• [What you need to do] What is the number of lines in the records below holding the string "fence"? Reply with it and nothing else.

• [Information shown]
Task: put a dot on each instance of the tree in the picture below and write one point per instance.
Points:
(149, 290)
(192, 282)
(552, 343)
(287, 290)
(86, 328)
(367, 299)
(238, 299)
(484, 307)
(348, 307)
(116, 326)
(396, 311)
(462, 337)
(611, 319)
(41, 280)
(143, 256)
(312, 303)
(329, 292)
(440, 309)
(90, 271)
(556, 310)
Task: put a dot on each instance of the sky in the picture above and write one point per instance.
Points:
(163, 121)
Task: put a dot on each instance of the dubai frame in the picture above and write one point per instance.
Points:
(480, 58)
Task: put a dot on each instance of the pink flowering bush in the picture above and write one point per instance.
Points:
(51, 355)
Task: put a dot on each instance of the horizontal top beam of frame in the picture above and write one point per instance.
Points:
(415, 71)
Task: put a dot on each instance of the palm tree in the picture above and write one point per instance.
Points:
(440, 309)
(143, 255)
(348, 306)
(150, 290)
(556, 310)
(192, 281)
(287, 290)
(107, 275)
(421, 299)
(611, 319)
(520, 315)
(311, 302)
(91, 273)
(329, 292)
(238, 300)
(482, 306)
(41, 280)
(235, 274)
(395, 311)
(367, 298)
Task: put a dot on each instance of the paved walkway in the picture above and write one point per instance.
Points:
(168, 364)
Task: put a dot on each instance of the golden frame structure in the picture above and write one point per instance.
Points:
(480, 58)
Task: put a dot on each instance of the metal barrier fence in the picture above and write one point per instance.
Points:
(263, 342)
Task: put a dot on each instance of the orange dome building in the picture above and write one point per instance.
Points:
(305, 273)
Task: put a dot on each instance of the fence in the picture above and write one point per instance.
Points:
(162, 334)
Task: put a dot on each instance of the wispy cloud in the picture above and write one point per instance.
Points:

• [Solution to this task] 2